▸ How to complete this task
Reproduce the stretch from the start of the items through the line containing "box: [208, 592, 490, 717]", replacing every occurrence of "rough mask" with "coarse mask" and leaving all else unchanged. Give only that stretch.

▸ Records supplied
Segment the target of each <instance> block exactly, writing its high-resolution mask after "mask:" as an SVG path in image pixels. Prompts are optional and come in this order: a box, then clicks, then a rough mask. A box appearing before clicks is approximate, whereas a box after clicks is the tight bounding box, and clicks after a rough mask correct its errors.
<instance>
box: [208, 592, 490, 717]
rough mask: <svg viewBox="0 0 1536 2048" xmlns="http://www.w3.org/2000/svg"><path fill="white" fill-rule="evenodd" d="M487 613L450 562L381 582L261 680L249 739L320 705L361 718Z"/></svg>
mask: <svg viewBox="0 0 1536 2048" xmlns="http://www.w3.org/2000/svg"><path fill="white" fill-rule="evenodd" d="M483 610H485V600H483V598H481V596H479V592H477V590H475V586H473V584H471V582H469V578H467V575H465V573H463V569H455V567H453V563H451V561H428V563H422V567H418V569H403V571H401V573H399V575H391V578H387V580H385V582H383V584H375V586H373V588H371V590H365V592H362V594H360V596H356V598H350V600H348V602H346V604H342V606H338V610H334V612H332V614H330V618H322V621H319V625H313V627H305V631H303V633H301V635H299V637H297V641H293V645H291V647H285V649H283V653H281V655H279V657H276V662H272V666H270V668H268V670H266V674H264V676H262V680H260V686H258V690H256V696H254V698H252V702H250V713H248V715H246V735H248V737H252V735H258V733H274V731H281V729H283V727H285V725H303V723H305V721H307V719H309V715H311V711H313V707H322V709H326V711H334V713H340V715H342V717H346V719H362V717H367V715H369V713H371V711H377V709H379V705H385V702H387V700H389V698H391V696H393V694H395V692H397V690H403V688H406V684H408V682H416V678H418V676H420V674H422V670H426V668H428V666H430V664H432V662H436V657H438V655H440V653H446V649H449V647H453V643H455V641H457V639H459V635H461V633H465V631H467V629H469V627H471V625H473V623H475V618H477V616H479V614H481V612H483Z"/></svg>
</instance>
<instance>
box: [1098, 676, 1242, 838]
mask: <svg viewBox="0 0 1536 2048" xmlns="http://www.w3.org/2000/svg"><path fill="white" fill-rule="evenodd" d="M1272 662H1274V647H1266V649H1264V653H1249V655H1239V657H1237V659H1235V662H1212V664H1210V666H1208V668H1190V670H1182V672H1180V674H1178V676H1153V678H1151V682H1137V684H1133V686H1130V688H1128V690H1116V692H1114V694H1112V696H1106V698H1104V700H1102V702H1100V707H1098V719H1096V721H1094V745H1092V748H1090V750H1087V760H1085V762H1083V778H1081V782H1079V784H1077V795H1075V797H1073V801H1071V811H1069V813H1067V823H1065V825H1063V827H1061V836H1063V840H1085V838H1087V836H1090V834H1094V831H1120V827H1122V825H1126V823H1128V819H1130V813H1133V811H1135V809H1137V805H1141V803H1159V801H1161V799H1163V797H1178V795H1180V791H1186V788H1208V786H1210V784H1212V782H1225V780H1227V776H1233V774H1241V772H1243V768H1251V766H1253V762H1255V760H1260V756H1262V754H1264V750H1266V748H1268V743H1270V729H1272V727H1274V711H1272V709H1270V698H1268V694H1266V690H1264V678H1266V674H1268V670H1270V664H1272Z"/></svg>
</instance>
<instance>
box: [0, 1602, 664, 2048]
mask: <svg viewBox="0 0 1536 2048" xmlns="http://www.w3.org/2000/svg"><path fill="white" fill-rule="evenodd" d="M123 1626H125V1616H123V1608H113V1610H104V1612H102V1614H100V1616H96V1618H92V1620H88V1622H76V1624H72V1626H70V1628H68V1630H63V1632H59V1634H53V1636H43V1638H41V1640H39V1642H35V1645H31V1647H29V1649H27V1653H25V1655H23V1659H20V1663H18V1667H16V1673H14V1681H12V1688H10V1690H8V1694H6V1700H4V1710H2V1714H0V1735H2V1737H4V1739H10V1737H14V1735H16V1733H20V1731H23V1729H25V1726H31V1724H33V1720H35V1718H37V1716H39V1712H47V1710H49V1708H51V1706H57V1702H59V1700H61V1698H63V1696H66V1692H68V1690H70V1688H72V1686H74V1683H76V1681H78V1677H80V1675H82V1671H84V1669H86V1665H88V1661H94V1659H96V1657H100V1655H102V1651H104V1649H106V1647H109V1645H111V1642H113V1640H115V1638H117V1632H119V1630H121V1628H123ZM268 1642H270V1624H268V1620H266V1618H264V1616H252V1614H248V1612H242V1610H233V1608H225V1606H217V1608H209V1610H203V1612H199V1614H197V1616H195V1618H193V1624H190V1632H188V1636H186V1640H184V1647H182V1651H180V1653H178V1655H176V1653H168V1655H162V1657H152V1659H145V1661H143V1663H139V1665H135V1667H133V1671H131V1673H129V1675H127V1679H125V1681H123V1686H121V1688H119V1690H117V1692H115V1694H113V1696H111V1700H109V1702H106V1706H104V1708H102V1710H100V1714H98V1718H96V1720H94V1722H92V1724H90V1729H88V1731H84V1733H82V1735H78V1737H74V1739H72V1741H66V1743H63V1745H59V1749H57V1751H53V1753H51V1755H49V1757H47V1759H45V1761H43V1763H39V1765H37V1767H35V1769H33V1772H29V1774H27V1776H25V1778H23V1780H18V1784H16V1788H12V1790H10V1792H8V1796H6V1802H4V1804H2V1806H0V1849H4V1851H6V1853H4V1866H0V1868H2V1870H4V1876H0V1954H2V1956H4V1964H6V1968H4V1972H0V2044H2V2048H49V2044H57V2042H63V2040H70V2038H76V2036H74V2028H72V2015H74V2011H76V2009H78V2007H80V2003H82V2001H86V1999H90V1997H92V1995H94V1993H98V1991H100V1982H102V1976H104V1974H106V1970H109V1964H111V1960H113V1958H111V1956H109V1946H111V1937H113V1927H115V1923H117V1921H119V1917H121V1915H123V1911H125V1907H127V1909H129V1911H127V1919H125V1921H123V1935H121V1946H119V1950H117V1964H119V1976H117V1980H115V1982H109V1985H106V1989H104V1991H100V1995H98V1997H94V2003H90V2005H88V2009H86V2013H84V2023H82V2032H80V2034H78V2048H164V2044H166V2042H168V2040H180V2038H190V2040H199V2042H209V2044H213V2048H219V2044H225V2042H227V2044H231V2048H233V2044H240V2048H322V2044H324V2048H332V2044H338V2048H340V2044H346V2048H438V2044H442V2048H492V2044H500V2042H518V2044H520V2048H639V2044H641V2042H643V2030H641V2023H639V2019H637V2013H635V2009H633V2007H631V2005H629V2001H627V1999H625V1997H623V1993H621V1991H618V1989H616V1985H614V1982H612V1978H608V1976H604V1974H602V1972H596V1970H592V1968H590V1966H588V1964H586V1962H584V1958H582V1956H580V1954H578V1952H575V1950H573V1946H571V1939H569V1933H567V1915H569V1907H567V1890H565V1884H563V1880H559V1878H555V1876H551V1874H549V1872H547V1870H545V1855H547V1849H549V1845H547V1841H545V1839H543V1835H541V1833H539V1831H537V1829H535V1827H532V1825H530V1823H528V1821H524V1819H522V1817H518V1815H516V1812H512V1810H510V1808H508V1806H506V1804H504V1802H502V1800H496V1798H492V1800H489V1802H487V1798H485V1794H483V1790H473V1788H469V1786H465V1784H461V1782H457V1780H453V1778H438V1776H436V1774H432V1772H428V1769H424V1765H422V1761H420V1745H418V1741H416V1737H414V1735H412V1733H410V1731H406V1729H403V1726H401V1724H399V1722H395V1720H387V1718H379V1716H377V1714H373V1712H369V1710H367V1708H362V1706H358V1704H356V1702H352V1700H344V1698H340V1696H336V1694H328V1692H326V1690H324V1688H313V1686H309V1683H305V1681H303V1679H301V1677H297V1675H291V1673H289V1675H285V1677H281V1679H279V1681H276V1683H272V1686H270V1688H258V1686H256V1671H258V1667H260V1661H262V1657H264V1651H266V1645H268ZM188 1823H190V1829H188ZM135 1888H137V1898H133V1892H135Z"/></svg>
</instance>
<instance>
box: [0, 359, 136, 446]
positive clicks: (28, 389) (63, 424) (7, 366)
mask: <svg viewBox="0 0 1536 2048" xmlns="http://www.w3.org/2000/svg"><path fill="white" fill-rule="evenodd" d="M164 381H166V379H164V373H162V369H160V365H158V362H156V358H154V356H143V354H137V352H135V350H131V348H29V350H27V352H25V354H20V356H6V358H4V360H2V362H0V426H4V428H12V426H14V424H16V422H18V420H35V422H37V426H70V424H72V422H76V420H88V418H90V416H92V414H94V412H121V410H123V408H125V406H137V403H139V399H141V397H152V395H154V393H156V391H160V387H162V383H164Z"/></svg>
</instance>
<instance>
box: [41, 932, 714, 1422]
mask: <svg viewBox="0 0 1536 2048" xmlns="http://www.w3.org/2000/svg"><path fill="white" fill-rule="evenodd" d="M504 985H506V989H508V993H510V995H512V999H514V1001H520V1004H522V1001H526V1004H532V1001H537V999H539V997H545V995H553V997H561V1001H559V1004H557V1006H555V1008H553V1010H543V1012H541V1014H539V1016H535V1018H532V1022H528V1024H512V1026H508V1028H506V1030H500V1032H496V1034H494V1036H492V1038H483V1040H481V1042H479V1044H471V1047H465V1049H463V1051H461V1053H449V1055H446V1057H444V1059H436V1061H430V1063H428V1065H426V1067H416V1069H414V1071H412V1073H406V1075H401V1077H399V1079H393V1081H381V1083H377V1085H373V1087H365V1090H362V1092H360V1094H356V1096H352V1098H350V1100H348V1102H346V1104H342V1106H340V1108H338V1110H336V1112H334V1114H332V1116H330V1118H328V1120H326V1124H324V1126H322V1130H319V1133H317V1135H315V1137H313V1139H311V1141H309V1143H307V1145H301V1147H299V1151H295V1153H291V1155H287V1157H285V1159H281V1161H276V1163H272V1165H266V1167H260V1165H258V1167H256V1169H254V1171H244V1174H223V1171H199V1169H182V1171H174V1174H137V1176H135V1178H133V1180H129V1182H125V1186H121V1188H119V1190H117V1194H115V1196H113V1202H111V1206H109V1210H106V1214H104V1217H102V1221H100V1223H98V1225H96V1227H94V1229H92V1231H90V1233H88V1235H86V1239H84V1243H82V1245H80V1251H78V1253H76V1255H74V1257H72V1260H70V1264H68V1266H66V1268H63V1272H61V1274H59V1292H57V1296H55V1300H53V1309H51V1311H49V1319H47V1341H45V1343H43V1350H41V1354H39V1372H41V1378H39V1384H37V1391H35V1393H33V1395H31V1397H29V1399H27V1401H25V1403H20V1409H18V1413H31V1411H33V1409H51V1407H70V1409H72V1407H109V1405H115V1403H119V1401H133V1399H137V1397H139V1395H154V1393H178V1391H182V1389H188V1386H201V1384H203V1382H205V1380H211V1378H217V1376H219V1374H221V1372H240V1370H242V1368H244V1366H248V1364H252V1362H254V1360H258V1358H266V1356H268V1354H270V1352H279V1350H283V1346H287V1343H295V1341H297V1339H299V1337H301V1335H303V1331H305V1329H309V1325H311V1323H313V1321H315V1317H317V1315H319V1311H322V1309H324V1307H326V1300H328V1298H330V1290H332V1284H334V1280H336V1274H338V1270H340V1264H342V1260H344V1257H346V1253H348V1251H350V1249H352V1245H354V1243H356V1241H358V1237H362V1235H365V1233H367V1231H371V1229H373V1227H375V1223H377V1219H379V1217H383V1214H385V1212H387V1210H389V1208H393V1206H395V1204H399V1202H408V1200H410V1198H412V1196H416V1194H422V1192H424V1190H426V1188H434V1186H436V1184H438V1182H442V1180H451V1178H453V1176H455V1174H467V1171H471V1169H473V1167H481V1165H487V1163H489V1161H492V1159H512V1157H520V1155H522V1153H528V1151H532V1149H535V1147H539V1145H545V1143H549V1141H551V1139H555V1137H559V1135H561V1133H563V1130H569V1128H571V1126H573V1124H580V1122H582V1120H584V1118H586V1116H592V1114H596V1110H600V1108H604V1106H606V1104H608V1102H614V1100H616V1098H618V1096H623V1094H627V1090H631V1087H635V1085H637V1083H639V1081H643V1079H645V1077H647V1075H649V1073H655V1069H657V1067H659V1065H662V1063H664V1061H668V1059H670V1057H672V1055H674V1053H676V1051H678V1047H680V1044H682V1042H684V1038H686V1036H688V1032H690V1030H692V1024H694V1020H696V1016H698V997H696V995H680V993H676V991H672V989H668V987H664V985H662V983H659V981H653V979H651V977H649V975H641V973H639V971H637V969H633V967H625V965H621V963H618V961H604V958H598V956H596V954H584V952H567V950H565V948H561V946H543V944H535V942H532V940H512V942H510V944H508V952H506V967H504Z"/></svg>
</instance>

▸ Result of the exercise
Segment the target of each <instance> block exactly, writing its high-resolution mask after "mask:" as an SVG path in image pixels. Prompts are optional and come in this order: a box, then clicks, then a coarse mask. A box appearing before clicks is approximate, whereas a box after clicks is the tight bounding box, and clicks after a coarse mask correct its errors.
<instance>
box: [208, 592, 490, 717]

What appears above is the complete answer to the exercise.